§ **LISTED ENTRIES**:

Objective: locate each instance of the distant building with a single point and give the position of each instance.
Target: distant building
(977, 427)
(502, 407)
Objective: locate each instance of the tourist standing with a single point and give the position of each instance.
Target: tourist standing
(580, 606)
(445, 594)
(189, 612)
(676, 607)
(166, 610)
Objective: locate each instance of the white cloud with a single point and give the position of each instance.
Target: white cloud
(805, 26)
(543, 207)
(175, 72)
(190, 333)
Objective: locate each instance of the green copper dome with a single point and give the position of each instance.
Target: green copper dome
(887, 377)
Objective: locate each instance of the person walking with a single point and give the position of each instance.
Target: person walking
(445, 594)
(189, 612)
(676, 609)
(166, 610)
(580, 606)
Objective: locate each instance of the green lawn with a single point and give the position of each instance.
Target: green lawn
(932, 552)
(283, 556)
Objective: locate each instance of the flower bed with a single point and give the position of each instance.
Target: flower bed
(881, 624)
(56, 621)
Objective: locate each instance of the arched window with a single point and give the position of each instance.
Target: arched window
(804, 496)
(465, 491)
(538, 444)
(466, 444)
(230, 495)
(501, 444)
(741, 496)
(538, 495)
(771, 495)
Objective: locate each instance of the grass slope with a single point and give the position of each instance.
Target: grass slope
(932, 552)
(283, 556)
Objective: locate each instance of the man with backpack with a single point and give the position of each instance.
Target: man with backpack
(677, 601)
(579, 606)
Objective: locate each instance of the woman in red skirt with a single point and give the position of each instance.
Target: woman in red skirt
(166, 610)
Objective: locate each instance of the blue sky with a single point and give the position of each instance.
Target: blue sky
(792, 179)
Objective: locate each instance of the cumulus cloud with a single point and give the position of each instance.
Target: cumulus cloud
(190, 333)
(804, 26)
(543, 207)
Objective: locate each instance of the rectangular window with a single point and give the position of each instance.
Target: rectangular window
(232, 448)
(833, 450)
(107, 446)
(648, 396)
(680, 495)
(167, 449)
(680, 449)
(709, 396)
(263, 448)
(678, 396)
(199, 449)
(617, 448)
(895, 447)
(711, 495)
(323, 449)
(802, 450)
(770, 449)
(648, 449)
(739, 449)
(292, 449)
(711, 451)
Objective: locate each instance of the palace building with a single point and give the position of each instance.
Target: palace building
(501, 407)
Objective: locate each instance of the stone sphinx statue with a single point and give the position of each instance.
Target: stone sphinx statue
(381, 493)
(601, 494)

§ **TASK DESCRIPTION**:
Please print the data above exactly as it appears, from the line that contains "Objective: locate each instance of the palace" through the last line of the data, including both.

§ **WORKED SOLUTION**:
Objective: locate each instance of the palace building with a single point and give the position of each instance.
Target: palace building
(501, 407)
Objective: locate each instance of the stone sphinx statue with a single point and give the position of each instance.
Target: stone sphinx statue
(381, 493)
(601, 494)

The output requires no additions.